_Data supplied_

-----

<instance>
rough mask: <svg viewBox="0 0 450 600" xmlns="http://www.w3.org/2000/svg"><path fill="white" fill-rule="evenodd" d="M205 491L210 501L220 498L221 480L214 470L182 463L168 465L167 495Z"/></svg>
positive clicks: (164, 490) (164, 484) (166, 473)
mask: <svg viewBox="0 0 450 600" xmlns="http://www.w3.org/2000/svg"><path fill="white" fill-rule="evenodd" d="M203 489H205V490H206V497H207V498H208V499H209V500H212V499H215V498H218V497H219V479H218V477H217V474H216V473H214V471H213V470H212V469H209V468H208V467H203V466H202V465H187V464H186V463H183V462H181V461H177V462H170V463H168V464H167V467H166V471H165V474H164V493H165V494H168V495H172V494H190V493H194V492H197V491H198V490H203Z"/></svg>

-----

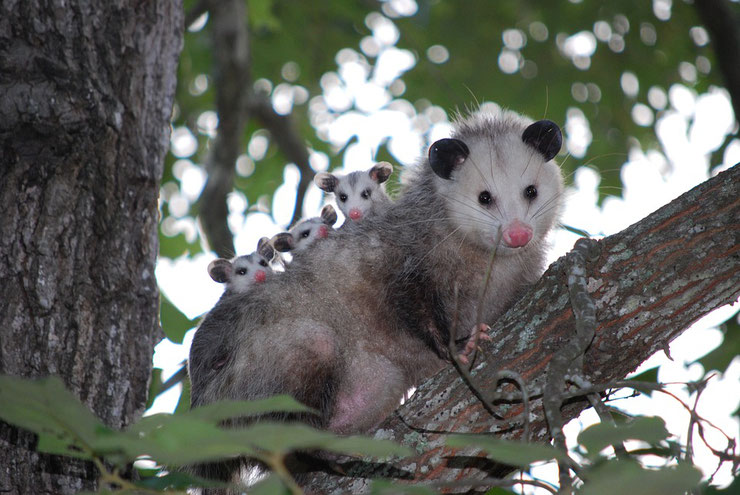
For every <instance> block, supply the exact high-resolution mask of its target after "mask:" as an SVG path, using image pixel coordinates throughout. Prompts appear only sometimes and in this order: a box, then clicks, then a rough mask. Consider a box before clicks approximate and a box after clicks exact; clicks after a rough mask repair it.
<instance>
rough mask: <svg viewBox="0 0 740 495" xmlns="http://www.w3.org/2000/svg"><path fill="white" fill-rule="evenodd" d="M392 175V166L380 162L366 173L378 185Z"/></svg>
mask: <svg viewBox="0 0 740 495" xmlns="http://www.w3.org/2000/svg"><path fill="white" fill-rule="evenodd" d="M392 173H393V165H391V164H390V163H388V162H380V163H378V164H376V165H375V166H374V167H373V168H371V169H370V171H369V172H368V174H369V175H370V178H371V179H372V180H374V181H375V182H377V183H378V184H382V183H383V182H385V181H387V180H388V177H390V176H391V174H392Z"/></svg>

-----

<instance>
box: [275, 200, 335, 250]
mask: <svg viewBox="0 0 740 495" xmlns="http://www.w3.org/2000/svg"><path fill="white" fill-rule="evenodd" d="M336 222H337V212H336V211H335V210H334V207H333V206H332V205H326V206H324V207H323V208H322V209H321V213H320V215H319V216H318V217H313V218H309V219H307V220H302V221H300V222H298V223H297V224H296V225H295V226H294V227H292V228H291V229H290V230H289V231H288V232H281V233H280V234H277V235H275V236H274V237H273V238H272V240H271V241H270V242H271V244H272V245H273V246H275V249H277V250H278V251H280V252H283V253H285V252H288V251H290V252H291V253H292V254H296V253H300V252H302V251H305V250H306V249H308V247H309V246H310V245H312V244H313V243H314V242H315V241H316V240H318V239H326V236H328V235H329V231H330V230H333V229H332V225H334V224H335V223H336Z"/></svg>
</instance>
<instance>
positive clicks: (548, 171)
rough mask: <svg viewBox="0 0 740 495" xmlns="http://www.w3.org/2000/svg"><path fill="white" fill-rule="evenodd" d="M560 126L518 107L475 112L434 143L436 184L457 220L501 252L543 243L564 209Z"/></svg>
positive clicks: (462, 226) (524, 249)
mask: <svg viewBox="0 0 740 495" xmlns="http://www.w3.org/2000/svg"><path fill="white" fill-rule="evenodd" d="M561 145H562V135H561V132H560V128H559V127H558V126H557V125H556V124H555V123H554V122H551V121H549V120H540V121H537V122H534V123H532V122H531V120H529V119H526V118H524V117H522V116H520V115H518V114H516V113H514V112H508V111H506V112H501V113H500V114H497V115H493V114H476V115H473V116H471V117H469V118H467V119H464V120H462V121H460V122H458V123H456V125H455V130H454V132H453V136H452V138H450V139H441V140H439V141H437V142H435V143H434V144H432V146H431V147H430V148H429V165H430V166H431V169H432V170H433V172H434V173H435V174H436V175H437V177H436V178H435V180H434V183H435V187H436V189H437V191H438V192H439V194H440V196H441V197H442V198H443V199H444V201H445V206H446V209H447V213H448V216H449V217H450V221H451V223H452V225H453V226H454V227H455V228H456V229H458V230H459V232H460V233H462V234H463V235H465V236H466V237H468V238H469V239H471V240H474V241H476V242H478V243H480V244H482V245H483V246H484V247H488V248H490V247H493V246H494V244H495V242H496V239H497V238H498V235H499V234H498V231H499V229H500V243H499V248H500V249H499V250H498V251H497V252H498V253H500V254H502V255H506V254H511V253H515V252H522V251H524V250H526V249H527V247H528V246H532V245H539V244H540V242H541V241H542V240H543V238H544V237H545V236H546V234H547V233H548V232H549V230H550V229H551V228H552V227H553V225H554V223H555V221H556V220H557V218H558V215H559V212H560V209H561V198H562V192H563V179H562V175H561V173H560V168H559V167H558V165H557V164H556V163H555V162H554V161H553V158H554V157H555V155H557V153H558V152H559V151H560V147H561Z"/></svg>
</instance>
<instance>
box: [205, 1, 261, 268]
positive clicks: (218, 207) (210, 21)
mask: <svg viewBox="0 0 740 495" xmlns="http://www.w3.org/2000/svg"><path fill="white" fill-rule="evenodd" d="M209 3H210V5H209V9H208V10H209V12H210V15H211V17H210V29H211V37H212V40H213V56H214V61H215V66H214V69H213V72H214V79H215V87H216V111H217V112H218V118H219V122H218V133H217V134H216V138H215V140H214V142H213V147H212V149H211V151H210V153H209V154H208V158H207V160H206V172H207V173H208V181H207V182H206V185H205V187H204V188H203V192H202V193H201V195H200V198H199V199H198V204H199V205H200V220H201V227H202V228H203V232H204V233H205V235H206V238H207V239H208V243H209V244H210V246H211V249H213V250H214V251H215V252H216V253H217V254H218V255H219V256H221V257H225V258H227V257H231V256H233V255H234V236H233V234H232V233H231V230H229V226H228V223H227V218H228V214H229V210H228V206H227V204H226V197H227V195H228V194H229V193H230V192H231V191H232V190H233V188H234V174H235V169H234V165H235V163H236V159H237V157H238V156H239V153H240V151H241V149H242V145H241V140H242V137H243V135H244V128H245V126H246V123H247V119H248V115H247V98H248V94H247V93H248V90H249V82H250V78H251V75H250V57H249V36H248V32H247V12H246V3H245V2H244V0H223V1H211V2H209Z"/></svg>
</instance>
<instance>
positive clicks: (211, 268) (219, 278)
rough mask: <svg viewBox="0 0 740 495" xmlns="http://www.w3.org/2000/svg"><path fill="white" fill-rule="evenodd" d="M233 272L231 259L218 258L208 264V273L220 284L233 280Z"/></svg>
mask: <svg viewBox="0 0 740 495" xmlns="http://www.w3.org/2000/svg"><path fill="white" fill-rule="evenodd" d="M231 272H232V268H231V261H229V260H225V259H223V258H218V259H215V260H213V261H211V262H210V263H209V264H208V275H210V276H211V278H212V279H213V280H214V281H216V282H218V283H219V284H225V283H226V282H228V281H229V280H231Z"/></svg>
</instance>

-----

_Task to carry out_
Please output the lines of the listing above that fall in the stretch from the one with "box: [275, 200, 335, 250]" through the one with "126L518 107L475 112L434", exactly and only those.

_Response for this exercise_
box: [275, 200, 335, 250]
mask: <svg viewBox="0 0 740 495" xmlns="http://www.w3.org/2000/svg"><path fill="white" fill-rule="evenodd" d="M336 222H337V212H336V211H335V210H334V207H333V206H332V205H326V206H324V207H323V208H322V209H321V213H320V215H319V216H318V217H313V218H309V219H307V220H302V221H300V222H298V223H297V224H296V225H295V226H294V227H292V228H291V229H290V230H289V231H288V232H281V233H280V234H277V235H275V236H274V237H273V238H272V240H271V241H270V242H271V244H272V245H273V246H275V249H277V250H278V251H280V252H283V253H285V252H288V251H290V252H291V253H292V254H296V253H300V252H302V251H305V250H306V249H308V247H309V246H310V245H312V244H313V243H314V242H315V241H316V240H318V239H326V236H328V235H329V231H330V230H333V229H332V225H334V224H335V223H336Z"/></svg>
</instance>
<instance>
positive clicks: (548, 171)
rough mask: <svg viewBox="0 0 740 495" xmlns="http://www.w3.org/2000/svg"><path fill="white" fill-rule="evenodd" d="M560 126L518 107L475 112L434 143L436 184L457 220L501 252L543 243L564 209Z"/></svg>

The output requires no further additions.